▶ **Text extract**
** start **
The table partitioning feature in PostgreSQL has come a long way after the declarative partitioning syntax added to PostgreSQL 10. The partitioning feature in PostgreSQL was first added by PG 8.1 by Simon Rigs, it has based on the concept of table inheritance and using constraint exclusion to exclude inherited tables (not needed) from a query scan. The exclusion constraint will basically do the pruning of tables based on the query filter. Before declarative partitioning https://git.postgresql.org/gitweb/?p=postgresql.git;a=commitdiff;h=f0e44751d7175f was added to PG, it meant that the child partitions, constraints and triggers etc needed to be created manually which can be cumbersome and could lead to errors. Thanks to the great work from Amit Langote and others, the declarative partitioning feature on PG-10 meant that the user don’t need to create the partitions manually or create the constraints and triggers for routing the rows to the correct partition. All the artefacts required for setting up partitioning would be done by simply creating the partition table and specify the partitions using a standard syntax, this is was great step forward and the one that makes this feature very user friendly.
This blog is about number of enhancements for partitions added to PG-13. I am going to list down all the partitioning enhancements in the blog and and will demonstrate some of them with examples.
Quick introduction to partitioning and timeline of adding partitioning features to PG before we get into the enhancements done in PG-13. Partitioning is way of splitting or dividing a large table into smaller pieces, the table can be divided using the List, Range or Hash partitioning techniques offered by PG. The parent partition table doesn’t store any data, the data is stored in the partitions defined when creating the partitioned table. While the partitions can be accessed directly, the queries are typically directed at the logical parent relation and the tuples are routed to the correct partition for inserts and update and in-case of a read query the desired partitions are scanned for executing the client query.
** end **
(Boundary labeling items)
** start **
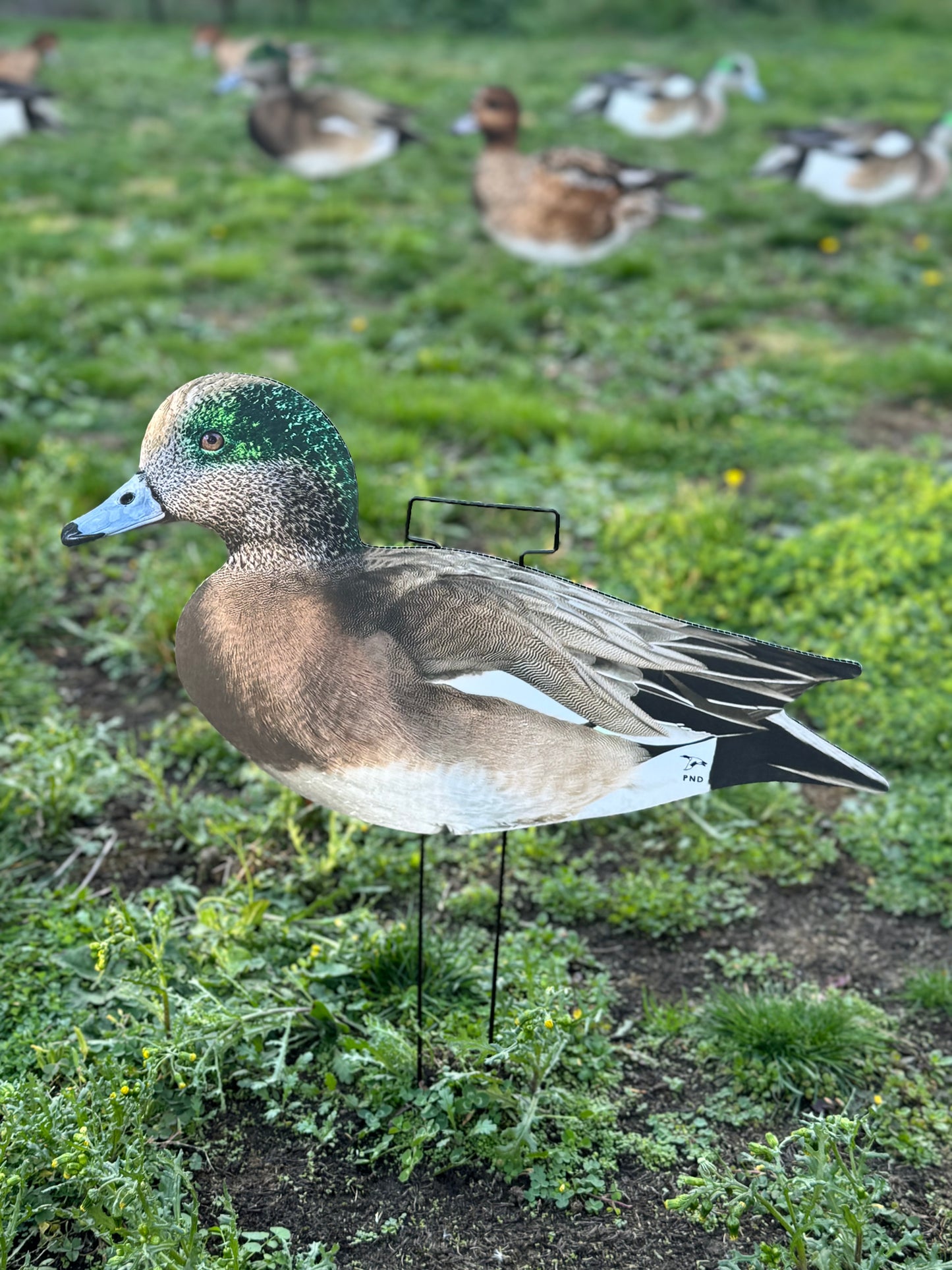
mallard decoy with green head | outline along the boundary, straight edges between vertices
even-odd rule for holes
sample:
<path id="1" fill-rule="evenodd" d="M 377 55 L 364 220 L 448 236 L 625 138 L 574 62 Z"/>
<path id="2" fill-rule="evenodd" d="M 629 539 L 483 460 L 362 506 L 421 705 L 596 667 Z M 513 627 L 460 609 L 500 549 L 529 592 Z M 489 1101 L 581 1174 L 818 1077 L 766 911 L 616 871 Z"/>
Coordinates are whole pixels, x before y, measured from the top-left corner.
<path id="1" fill-rule="evenodd" d="M 480 221 L 494 243 L 523 260 L 590 264 L 661 216 L 703 216 L 666 193 L 689 173 L 659 171 L 580 146 L 523 154 L 519 102 L 508 88 L 481 89 L 453 131 L 482 133 L 472 183 Z"/>
<path id="2" fill-rule="evenodd" d="M 786 128 L 764 154 L 757 177 L 782 177 L 826 203 L 880 207 L 902 198 L 925 202 L 949 175 L 952 112 L 918 140 L 890 123 L 830 119 L 815 128 Z"/>
<path id="3" fill-rule="evenodd" d="M 784 706 L 854 662 L 664 617 L 472 551 L 360 541 L 350 455 L 301 392 L 206 375 L 69 546 L 189 521 L 227 560 L 185 606 L 179 677 L 306 798 L 414 833 L 612 815 L 711 789 L 883 790 Z"/>
<path id="4" fill-rule="evenodd" d="M 767 98 L 757 64 L 746 53 L 721 57 L 699 80 L 660 66 L 608 71 L 579 89 L 571 109 L 602 114 L 632 137 L 664 141 L 716 132 L 727 117 L 729 93 L 743 93 L 751 102 Z"/>

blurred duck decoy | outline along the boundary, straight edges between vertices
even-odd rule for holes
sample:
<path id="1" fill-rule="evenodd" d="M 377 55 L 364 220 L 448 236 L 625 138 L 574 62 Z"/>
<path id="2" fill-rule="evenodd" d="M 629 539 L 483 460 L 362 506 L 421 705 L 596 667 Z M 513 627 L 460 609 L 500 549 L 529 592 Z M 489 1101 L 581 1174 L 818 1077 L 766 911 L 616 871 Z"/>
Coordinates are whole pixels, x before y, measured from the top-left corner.
<path id="1" fill-rule="evenodd" d="M 674 203 L 665 187 L 689 173 L 658 171 L 598 150 L 517 149 L 519 103 L 506 88 L 484 88 L 453 132 L 481 132 L 473 197 L 486 234 L 512 255 L 537 264 L 600 260 L 660 216 L 699 220 L 698 207 Z"/>
<path id="2" fill-rule="evenodd" d="M 598 113 L 633 137 L 682 137 L 716 132 L 727 114 L 727 93 L 767 98 L 746 53 L 721 57 L 702 80 L 659 66 L 628 66 L 597 75 L 571 102 L 576 114 Z"/>
<path id="3" fill-rule="evenodd" d="M 36 84 L 0 80 L 0 145 L 28 132 L 61 127 L 53 94 Z"/>
<path id="4" fill-rule="evenodd" d="M 225 34 L 221 27 L 212 25 L 195 29 L 192 51 L 197 57 L 212 55 L 221 71 L 220 91 L 227 91 L 239 85 L 254 91 L 268 84 L 278 83 L 275 72 L 269 66 L 275 55 L 287 57 L 287 80 L 294 88 L 301 88 L 317 71 L 326 70 L 326 64 L 310 44 L 301 42 L 286 44 L 265 39 L 261 36 L 232 39 Z M 245 74 L 249 64 L 253 66 L 251 74 Z M 234 76 L 237 76 L 235 83 L 231 81 Z"/>
<path id="5" fill-rule="evenodd" d="M 885 790 L 784 706 L 834 660 L 696 626 L 473 551 L 360 541 L 353 460 L 312 401 L 216 373 L 159 406 L 138 471 L 67 546 L 161 521 L 227 561 L 183 611 L 179 676 L 306 798 L 411 833 L 613 815 L 711 789 Z"/>
<path id="6" fill-rule="evenodd" d="M 369 168 L 419 140 L 402 105 L 353 88 L 292 88 L 288 56 L 274 46 L 254 53 L 227 84 L 220 81 L 220 91 L 237 88 L 249 74 L 263 89 L 248 113 L 251 140 L 307 180 Z"/>
<path id="7" fill-rule="evenodd" d="M 952 112 L 916 140 L 889 123 L 830 119 L 823 127 L 788 128 L 754 168 L 757 177 L 784 177 L 826 203 L 878 207 L 900 198 L 934 198 L 949 175 Z"/>
<path id="8" fill-rule="evenodd" d="M 0 48 L 0 80 L 6 84 L 32 84 L 43 62 L 56 61 L 60 38 L 41 30 L 23 48 Z"/>

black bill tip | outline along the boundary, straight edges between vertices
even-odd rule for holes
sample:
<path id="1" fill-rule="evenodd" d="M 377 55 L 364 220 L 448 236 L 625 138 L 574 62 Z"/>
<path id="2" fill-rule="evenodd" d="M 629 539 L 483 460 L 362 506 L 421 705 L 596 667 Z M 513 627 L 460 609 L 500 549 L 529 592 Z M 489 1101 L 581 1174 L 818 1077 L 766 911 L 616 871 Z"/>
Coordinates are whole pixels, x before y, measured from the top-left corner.
<path id="1" fill-rule="evenodd" d="M 65 547 L 77 547 L 81 542 L 95 542 L 96 538 L 104 537 L 104 533 L 84 533 L 75 521 L 63 525 L 60 531 L 60 541 Z"/>

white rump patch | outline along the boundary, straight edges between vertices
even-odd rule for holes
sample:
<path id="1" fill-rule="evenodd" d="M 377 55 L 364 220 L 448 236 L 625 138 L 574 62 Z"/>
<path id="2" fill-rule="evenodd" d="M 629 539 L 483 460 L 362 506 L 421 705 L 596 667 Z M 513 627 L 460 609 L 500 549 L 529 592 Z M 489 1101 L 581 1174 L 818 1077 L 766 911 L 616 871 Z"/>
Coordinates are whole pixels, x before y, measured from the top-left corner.
<path id="1" fill-rule="evenodd" d="M 881 159 L 901 159 L 902 155 L 909 154 L 914 145 L 915 142 L 908 132 L 901 132 L 899 128 L 889 128 L 882 136 L 876 138 L 872 150 Z"/>
<path id="2" fill-rule="evenodd" d="M 27 108 L 19 98 L 0 99 L 0 142 L 29 132 Z"/>
<path id="3" fill-rule="evenodd" d="M 635 232 L 636 226 L 631 224 L 619 225 L 611 234 L 598 239 L 597 243 L 542 243 L 538 239 L 517 237 L 514 234 L 500 234 L 498 230 L 485 226 L 489 236 L 498 243 L 510 255 L 517 255 L 520 260 L 532 260 L 533 264 L 561 264 L 578 265 L 592 264 L 594 260 L 603 260 L 617 248 L 622 246 Z"/>
<path id="4" fill-rule="evenodd" d="M 335 132 L 340 137 L 359 137 L 360 128 L 343 114 L 327 114 L 319 123 L 321 132 Z"/>
<path id="5" fill-rule="evenodd" d="M 333 118 L 333 116 L 331 116 Z M 336 133 L 341 136 L 341 133 Z M 298 150 L 284 155 L 281 160 L 286 168 L 307 180 L 321 180 L 325 177 L 341 177 L 357 168 L 369 168 L 383 159 L 390 159 L 400 147 L 400 133 L 396 128 L 376 128 L 368 138 L 364 150 L 344 149 L 335 145 L 335 135 L 327 135 L 327 145 Z M 348 138 L 350 140 L 350 138 Z"/>
<path id="6" fill-rule="evenodd" d="M 853 207 L 878 207 L 915 194 L 914 171 L 897 171 L 877 185 L 858 185 L 856 180 L 862 168 L 859 159 L 835 155 L 829 150 L 811 150 L 801 169 L 798 184 L 828 203 Z"/>

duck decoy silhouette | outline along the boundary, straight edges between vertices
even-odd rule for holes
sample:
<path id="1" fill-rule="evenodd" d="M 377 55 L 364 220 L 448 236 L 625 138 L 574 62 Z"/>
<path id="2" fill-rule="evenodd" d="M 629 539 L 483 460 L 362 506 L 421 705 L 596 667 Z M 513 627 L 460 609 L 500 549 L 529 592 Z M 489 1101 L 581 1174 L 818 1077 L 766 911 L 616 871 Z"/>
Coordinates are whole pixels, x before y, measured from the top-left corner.
<path id="1" fill-rule="evenodd" d="M 479 552 L 368 546 L 357 502 L 312 401 L 207 375 L 166 398 L 138 471 L 62 541 L 215 530 L 227 561 L 178 624 L 185 691 L 277 780 L 366 822 L 477 833 L 760 781 L 887 787 L 783 709 L 856 662 Z"/>
<path id="2" fill-rule="evenodd" d="M 0 145 L 28 132 L 60 128 L 53 94 L 36 84 L 0 80 Z"/>
<path id="3" fill-rule="evenodd" d="M 658 171 L 579 146 L 522 154 L 519 102 L 508 88 L 481 89 L 453 131 L 482 133 L 485 147 L 473 175 L 480 221 L 494 243 L 523 260 L 589 264 L 660 216 L 703 216 L 665 192 L 689 173 Z"/>
<path id="4" fill-rule="evenodd" d="M 935 198 L 949 175 L 952 112 L 922 140 L 889 123 L 830 119 L 823 127 L 787 128 L 754 168 L 784 177 L 826 203 L 878 207 L 901 198 Z"/>
<path id="5" fill-rule="evenodd" d="M 757 64 L 746 53 L 721 57 L 701 80 L 660 66 L 608 71 L 579 89 L 571 109 L 602 114 L 632 137 L 708 136 L 727 117 L 729 93 L 743 93 L 751 102 L 767 98 Z"/>
<path id="6" fill-rule="evenodd" d="M 263 86 L 248 113 L 249 136 L 298 177 L 341 177 L 382 163 L 406 142 L 419 141 L 405 107 L 353 88 L 296 89 L 288 79 L 288 65 L 287 53 L 269 46 L 254 53 L 227 84 L 221 80 L 218 88 L 228 91 L 249 75 Z"/>
<path id="7" fill-rule="evenodd" d="M 8 84 L 32 84 L 43 62 L 55 61 L 60 37 L 41 30 L 23 48 L 0 48 L 0 80 Z"/>

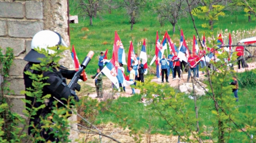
** end **
▶ **Problem details**
Continue the blog post on PostgreSQL table partitioning from the point at which it stops.

▶ **Right answer**
Here are some key partitioning feature made it to PG over the years…
Benefits of Partitioning
The are several benefits of splitting a large table into smaller pieces, the major benefits are below :
- Query performance can be increased dramatically in situations where only a single partition or small number of partitions need to access to execute a query instead of querying the entire relation.
- If insert and updates are routed to a single partition, the performance can increase significantly due to sequential scan on single partition instead of index or random scan scattered across the table.
- Bulk loads and deletion can be done by adding or removing partitions
- Large tables can be easily managed when the data is logically divided into smaller pieces
Here is complete list of partitioning enhancements added to PG-13, taken from https://www.postgresql.org/docs/13/release-13.html
- Improve cases where pruning of partitions can happen (Yuzuko Hosoya, Amit Langote, Álvaro Herrera)
- Allow partitionwise joins to happen in more cases (Ashutosh Bapat, Etsuro Fujita, Amit Langote, Tom Lane) – For example, partitionwise joins can now happen between partitioned tables even when their partition bounds do not match exactly.
- Allow BEFORE row-level triggers on partitioned tables (Álvaro Herrera) – These triggers cannot change which partition is the destination.
- Allow partitioned tables to be logically replicated via publications (Amit Langote)
- Allow logical replication into partitioned tables on subscribers (Amit Langote) – Previously, subscribers could only receive rows into non-partitioned tables.
- Allow ROW values to be used as partitioning expressions (Amit Langote)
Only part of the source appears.